■ **Provided records**:
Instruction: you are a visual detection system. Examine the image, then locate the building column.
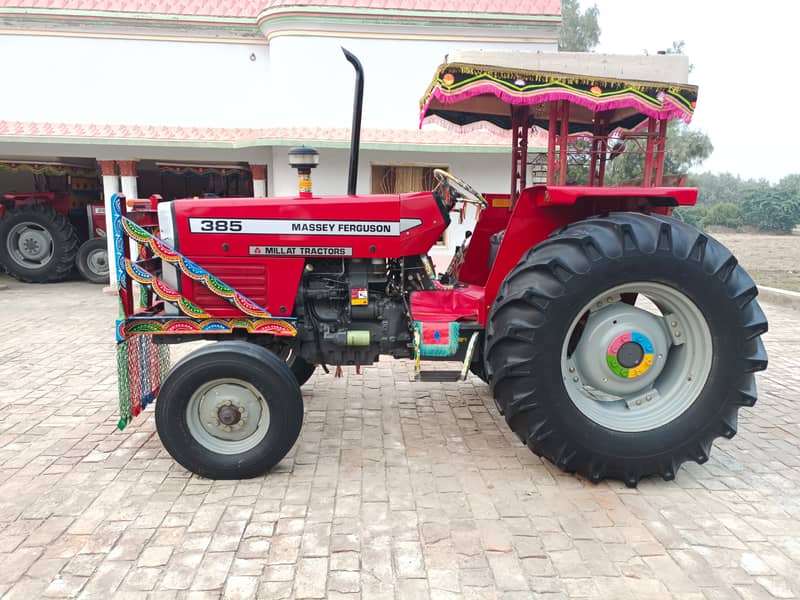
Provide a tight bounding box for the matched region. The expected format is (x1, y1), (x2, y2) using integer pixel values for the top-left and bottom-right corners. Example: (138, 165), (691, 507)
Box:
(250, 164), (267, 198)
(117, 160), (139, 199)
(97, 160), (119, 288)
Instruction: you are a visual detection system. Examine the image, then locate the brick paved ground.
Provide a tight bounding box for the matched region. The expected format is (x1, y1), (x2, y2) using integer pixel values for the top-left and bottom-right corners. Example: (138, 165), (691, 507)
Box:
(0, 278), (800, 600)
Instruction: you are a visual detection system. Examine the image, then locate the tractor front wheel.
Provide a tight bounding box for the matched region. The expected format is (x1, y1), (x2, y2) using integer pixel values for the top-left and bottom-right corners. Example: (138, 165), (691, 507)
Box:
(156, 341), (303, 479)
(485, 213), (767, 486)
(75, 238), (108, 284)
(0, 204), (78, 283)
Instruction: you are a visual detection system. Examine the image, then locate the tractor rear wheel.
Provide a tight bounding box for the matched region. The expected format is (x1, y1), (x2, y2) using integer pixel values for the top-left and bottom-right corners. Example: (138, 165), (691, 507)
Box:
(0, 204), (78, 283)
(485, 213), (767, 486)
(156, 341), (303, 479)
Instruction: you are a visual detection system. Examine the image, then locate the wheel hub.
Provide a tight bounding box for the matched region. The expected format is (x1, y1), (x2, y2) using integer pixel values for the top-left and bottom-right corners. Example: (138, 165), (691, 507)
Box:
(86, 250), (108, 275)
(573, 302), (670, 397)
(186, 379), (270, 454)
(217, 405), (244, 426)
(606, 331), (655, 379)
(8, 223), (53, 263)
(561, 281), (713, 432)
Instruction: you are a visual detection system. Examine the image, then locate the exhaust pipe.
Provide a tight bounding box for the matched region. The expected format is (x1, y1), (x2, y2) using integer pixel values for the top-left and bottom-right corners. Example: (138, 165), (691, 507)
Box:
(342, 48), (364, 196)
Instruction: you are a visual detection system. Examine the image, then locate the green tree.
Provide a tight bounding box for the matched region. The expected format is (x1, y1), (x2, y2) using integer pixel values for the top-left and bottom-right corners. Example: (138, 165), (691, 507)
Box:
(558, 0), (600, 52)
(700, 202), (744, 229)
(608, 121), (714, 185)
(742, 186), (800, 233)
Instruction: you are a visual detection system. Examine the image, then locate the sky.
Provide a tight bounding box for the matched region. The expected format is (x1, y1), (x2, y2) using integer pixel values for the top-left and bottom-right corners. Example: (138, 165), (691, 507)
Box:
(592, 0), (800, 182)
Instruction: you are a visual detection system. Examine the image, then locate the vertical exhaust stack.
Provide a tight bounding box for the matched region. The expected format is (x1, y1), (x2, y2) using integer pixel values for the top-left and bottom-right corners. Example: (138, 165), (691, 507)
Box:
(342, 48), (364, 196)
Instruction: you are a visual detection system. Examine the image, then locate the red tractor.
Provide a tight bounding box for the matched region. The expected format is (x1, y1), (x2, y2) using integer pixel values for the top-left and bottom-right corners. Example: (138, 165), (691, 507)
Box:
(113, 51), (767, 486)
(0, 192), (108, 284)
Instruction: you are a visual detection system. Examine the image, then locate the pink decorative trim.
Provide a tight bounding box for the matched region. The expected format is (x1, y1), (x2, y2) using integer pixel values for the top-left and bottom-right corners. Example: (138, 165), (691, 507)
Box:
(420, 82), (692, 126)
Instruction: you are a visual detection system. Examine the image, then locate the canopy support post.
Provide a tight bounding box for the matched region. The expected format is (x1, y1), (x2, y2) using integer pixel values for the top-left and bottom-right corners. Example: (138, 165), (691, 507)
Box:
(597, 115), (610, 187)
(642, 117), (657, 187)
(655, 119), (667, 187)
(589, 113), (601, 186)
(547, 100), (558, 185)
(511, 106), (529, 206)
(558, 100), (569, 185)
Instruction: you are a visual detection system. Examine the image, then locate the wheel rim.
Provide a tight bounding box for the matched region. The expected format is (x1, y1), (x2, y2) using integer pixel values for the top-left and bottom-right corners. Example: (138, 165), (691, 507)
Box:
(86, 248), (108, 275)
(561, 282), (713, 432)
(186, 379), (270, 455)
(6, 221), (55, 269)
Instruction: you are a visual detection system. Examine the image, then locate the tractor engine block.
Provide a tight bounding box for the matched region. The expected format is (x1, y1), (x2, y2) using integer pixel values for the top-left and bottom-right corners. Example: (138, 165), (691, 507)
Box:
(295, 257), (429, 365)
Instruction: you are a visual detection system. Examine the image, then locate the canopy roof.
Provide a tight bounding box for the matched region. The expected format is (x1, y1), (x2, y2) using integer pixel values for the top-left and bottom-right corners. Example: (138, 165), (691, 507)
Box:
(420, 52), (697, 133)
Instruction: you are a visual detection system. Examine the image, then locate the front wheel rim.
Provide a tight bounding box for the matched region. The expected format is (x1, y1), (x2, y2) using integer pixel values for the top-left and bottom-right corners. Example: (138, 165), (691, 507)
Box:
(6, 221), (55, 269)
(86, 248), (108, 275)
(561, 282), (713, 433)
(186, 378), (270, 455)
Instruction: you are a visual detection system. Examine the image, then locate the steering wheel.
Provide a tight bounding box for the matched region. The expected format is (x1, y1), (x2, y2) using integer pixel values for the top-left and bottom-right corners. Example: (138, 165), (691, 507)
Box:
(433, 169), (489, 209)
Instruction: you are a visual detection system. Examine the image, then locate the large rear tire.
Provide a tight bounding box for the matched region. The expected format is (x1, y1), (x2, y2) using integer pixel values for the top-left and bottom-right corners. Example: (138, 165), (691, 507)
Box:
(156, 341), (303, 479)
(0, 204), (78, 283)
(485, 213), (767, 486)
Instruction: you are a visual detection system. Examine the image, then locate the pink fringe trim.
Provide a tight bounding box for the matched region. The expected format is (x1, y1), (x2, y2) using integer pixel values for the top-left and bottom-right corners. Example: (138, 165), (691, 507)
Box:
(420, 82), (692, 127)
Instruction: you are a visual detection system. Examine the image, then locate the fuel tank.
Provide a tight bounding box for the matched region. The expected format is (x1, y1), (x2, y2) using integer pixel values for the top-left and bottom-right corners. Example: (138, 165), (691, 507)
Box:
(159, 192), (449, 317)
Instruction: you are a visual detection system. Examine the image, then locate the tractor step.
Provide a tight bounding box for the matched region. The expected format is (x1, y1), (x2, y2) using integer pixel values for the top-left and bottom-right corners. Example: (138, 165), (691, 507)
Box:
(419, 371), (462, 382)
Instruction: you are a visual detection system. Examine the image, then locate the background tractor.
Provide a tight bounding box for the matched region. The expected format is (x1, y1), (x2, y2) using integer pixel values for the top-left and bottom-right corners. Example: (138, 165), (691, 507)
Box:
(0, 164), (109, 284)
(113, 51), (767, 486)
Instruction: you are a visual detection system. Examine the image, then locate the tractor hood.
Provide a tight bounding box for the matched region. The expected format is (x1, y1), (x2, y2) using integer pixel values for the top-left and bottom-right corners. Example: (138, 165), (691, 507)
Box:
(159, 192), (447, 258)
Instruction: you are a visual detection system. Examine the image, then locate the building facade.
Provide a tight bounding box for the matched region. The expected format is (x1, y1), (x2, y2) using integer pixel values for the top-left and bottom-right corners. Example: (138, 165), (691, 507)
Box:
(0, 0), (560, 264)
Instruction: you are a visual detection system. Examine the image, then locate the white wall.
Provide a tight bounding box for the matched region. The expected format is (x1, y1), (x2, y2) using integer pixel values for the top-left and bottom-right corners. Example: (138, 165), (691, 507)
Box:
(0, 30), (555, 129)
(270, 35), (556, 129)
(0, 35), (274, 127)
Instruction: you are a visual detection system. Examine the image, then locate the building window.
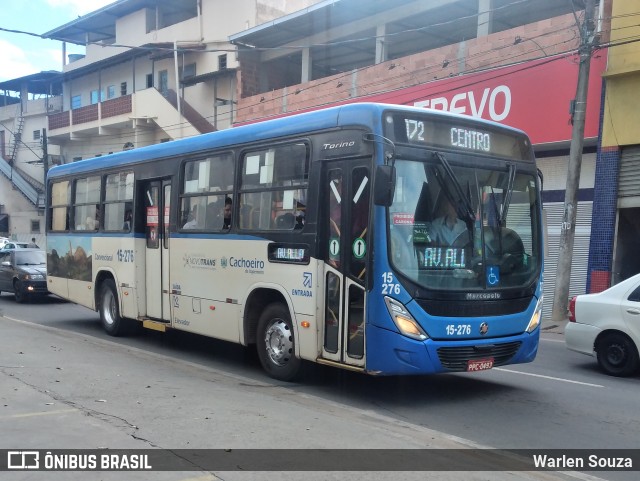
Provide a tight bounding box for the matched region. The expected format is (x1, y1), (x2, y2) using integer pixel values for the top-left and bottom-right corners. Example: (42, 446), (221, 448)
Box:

■ **Job**: Write out the entries from the line with "the green tree." to the line with "(420, 82), (692, 126)", switching every "tight" to "precise" and leaving all else as it is.

■ **Complete output**:
Instruction: you are a visual detection system. Examine the image, then locate the green tree.
Provide a precise bounding box for the matched region. The expected format is (x1, y1), (x2, y2) using integer pixel values for the top-left and bottom-right corners. Example: (138, 165), (691, 507)
Box:
(558, 0), (600, 52)
(700, 202), (744, 229)
(608, 121), (714, 185)
(742, 186), (800, 233)
Instruction: you are a visual detection system. Examine the image, then locate the sky.
Provide a precise bounding box for the matched region. The expected format is (x1, y1), (x2, y2) using integer pixel values for the top-left and bottom-right corners. Example: (138, 165), (691, 507)
Box:
(592, 0), (800, 182)
Instruction: you are a visual detection system. Examine the image, then locate the vertical exhaust stack.
Provide a precise bounding box for the matched region. The expected format is (x1, y1), (x2, y2) using integer pixel values for the top-left and bottom-right corners. Example: (138, 165), (691, 507)
Box:
(342, 48), (364, 196)
Instruction: you are a visual detection system. Examine the image, then locate the red tractor.
Provide a precise bounding box for the matched region. The expected format is (x1, y1), (x2, y2) using integer pixel values for the top-left and bottom-right corners. Example: (138, 165), (691, 507)
Box:
(113, 51), (767, 486)
(0, 192), (108, 284)
Instruction: you are a visual detection system. Examine the image, then locate the pink decorative trim.
Provide a precise bounding box for the matched region. The expected format is (x1, y1), (x2, y2) using integer pixel values for the top-left and bottom-right corners. Example: (138, 165), (691, 507)
Box:
(420, 82), (692, 126)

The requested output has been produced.